Exercise task => Rewrite the data below, swapping each "Annotation guideline" for "Labeling rule" and keeping everything else the same.

Source material =>
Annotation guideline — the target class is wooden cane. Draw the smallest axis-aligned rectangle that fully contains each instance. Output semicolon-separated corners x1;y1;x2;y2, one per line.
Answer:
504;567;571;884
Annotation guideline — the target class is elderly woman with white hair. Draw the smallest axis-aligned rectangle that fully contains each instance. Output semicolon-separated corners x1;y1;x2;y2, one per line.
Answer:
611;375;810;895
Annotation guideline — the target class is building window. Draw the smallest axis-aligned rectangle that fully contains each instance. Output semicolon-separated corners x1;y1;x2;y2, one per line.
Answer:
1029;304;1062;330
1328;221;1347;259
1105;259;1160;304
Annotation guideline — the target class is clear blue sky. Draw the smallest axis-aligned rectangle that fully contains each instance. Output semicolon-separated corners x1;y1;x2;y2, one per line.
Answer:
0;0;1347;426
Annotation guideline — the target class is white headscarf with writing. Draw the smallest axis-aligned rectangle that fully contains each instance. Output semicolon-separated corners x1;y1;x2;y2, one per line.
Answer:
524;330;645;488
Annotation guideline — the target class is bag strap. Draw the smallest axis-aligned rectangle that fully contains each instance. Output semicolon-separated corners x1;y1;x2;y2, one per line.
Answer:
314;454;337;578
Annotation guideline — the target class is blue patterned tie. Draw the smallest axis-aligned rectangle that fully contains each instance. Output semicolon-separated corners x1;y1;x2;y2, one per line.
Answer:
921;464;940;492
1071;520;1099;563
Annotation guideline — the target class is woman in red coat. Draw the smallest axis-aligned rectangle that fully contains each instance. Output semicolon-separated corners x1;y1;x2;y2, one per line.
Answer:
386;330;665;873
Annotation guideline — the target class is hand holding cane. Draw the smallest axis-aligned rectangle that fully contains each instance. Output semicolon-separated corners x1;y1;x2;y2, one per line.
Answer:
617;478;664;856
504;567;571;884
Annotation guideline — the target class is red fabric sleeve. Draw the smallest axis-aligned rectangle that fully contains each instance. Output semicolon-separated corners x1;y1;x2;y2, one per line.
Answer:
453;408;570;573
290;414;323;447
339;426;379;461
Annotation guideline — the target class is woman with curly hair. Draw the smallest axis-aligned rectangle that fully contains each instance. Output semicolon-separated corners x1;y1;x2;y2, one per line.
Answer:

Complete output =>
Labeling rule — the target class is wooden cane. Draw the smallest axis-aligned rectangle that fully contains each instance. Output semicolon-separated corners x1;y1;x2;y2, one per line.
Answer:
504;567;571;884
Labeling rule — the target class is elderly woman with white hair. Draw the smallest axis-aligned rectangle that fully contains each instance. Output semicolon-separated corners x1;y1;x2;y2, one per line.
Answer:
611;375;810;895
Labeling rule — the target class is building window. Draw the smallest axis-aligned rectangle that fully contains each instance. Output semicolon-separated corners x1;y1;x2;y2, one per line.
Answer:
1029;304;1062;330
1328;221;1347;259
1105;259;1160;304
Labeling rule — the target class is clear blue sky. Draw the smallest axis-aligned rectangle that fully contains each instance. Output semicolon-separated corners x1;y1;x2;y2, one per line.
Answer:
0;0;1347;426
Labeling rule — the target class is white headscarf with writing. Draw the smallest axis-aligned rectangle that fully contains each instance. Output semicolon-separated corners x1;y1;x2;y2, one per line.
Answer:
524;330;645;488
Labeling rule — the target class is bag strap. Draw the smallest axis-aligned rectangle that fully contains each instance. Output semicolon-separated corners x1;y1;x2;y2, one per line.
Answer:
314;454;337;578
Labeling rule — the target class is blue patterned tie. Draw the smallest axis-aligned rectangle that fully contains each instance. Output semicolon-separated corners x1;y1;x2;y2, one per line.
Answer:
921;464;940;492
1071;520;1099;563
Labeling rule — the target class is woman in red coat. Draw the smallest axis-aligned rectangle that fully contains each instance. Output semicolon-separated corners x1;y1;x2;y2, one per line.
Answer:
386;330;665;873
Labeling rule — the target class is hand holding cane. Draw the smallest axis-aligned rectangle that fully contains each instance. Output semicolon-separated corners x1;y1;x2;y2, one per line.
Answer:
617;478;664;856
504;567;571;884
Labeling rule — the target class is red fabric sleeve. Draw the smallest axis-aligned rectangle that fully contains each instance. Output semicolon-separated corners x1;y1;x2;y2, one per line.
Answer:
453;408;570;573
290;414;323;447
339;426;379;461
Labeling rule — the target class is woman with curly hair. Draw the smallest axis-aligned rectangle that fully contains each instance. Output semicolon-separated corners x1;y1;x2;y2, one per line.
Answer:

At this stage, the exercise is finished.